- _Exercise details_
Exactly reproduce the lines from the one holding "Mark every instance of the cloud" through the final line of the listing below, with both ends included and nothing else.

______

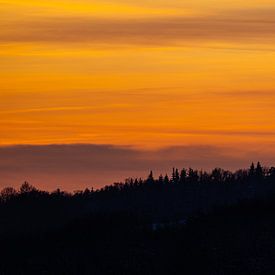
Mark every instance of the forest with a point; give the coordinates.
(189, 222)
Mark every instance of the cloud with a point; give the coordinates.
(234, 26)
(73, 167)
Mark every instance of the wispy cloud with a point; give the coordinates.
(77, 166)
(238, 26)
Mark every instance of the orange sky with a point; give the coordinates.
(148, 74)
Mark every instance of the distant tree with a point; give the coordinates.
(7, 193)
(166, 180)
(183, 175)
(150, 179)
(161, 179)
(27, 188)
(252, 170)
(217, 175)
(259, 171)
(175, 176)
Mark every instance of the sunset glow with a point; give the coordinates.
(144, 74)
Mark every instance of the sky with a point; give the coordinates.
(85, 81)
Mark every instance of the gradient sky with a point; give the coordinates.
(140, 76)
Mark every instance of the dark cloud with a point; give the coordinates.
(74, 167)
(243, 26)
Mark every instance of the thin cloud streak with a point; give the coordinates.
(240, 26)
(73, 167)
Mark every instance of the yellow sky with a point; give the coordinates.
(148, 74)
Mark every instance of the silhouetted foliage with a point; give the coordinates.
(194, 222)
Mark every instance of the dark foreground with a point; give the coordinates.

______

- _Problem solution_
Mark every instance of the cloud with a point; give the coordinates.
(234, 26)
(73, 167)
Mark every instance of the wispy cloud with a point; give the coordinates.
(77, 166)
(238, 26)
Mark every instance of the orange sky with a point; give the coordinates.
(148, 74)
Mark every instance of the distant tree with a point; give the coordinates.
(7, 193)
(166, 180)
(183, 175)
(150, 179)
(161, 179)
(27, 188)
(252, 170)
(217, 175)
(259, 171)
(175, 176)
Mark every instance of the sunset glow with a point; give the coordinates.
(144, 74)
Mark every instance of the sky with a point; give the coordinates.
(85, 81)
Mark every instance of the gradient sky with a point; give the coordinates.
(140, 76)
Mark every instance of the dark cloud with a point; give the coordinates.
(74, 167)
(243, 26)
Mark every instance of the thin cloud streak with a point; give the coordinates.
(240, 26)
(73, 167)
Mark every instance of the yellow sky with a point; give the coordinates.
(148, 74)
Mark every instance of the silhouetted foliage with a point; give the coordinates.
(194, 222)
Mark every instance of the dark foreground with a point; give the coordinates.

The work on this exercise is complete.